-------- RECORDS SUPPLIED --------
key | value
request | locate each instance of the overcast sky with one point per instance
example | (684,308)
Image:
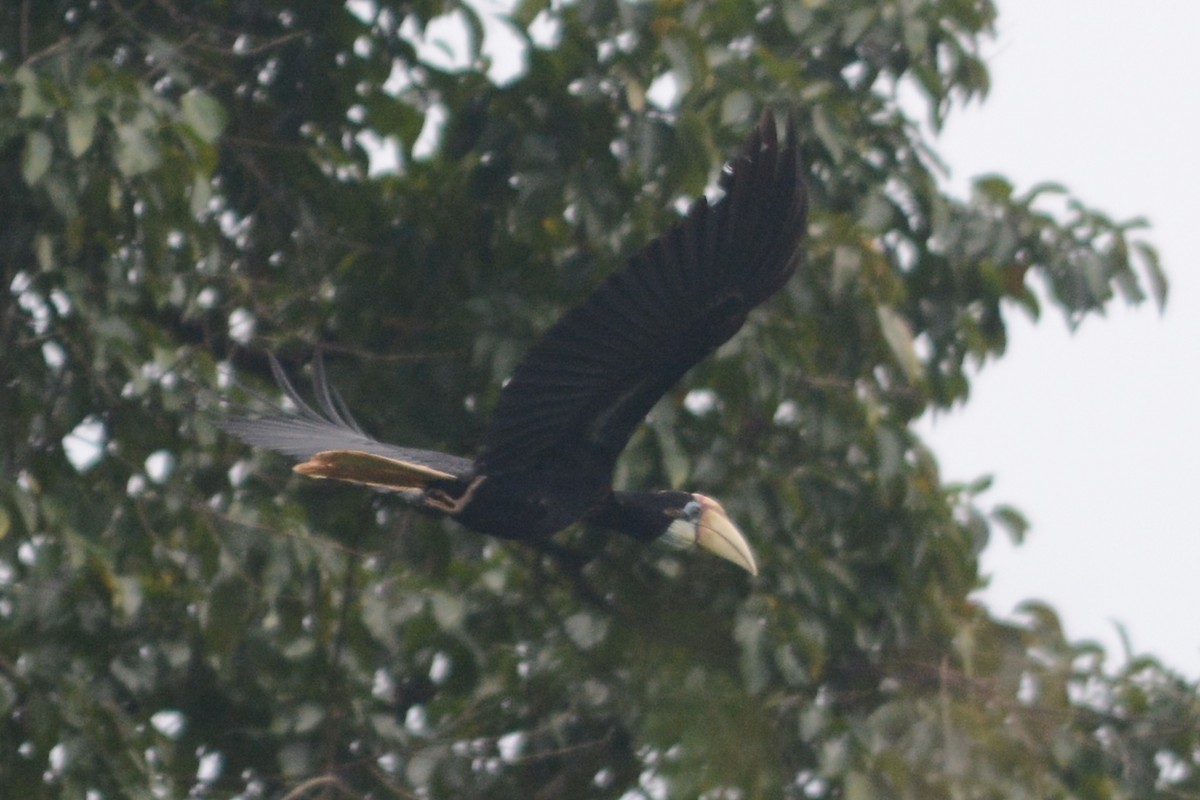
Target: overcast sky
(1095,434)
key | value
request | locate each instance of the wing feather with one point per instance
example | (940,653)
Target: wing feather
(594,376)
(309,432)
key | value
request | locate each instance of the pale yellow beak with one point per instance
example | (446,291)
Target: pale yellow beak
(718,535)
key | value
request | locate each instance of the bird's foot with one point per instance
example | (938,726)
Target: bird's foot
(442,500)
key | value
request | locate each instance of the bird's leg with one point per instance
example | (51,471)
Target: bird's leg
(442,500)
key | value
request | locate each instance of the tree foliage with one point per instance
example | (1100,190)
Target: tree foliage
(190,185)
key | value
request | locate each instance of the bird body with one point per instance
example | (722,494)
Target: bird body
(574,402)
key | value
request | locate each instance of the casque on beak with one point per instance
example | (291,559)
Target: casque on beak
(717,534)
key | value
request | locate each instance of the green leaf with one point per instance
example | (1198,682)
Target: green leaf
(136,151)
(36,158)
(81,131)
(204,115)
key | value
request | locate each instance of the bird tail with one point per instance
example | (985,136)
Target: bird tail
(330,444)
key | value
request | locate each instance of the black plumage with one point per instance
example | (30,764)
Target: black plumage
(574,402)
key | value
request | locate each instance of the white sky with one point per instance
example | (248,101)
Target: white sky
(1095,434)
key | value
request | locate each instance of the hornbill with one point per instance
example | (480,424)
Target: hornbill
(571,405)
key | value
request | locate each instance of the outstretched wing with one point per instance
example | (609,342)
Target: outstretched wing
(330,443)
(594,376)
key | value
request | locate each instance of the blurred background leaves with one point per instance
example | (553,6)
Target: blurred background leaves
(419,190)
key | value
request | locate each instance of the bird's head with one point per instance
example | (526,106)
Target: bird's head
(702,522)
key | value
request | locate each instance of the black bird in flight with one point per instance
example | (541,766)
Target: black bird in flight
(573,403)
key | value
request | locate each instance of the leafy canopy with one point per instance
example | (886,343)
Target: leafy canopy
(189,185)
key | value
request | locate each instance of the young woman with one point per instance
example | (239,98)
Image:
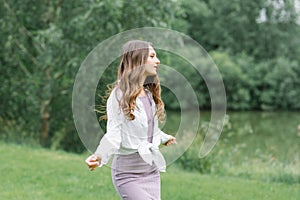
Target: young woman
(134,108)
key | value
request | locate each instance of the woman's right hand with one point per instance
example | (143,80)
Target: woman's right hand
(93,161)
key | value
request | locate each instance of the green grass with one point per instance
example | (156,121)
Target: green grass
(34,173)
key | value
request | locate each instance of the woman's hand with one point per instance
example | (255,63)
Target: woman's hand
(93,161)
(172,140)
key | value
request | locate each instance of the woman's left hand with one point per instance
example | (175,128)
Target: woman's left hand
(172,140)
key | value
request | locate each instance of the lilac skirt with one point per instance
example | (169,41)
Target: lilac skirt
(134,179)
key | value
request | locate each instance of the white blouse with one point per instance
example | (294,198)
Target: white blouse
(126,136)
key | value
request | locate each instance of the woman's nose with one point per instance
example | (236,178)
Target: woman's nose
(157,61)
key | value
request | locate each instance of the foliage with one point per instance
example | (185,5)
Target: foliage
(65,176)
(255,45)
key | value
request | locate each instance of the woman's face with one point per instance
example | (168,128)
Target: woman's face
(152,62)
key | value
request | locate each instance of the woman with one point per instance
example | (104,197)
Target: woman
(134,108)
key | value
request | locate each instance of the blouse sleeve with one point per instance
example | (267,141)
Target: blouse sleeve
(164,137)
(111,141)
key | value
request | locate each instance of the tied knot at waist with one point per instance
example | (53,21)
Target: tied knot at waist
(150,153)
--------
*DESCRIPTION OF THE TASK*
Exactly and only the lines from the one containing "example | (294,198)" to the end of the entries above are to be written out.

*TASK OUTPUT*
example | (294,198)
Target: white blouse
(126,136)
key | value
request | locate each instance of the woman's nose with one point per instance
example | (236,178)
Target: woman's nose
(157,61)
key | value
request | locate each instance of the foliage with one point per instance
example | (185,5)
Target: foliage
(65,176)
(255,45)
key | value
request | locate each instance of the woman's face with one point per instance
example | (168,128)
Target: woman's face
(152,62)
key | value
request | locate each instance of the woman with one point per instance
example | (104,197)
Target: woman
(134,108)
key | value
request | locate each instance of the blouse sleeve with one point per instance
example | (267,141)
Target: blouse sleeve
(164,137)
(111,141)
key | value
request | locate each instance of the tied knot at waist with one point per instance
example | (53,21)
Target: tied knot at waist
(150,153)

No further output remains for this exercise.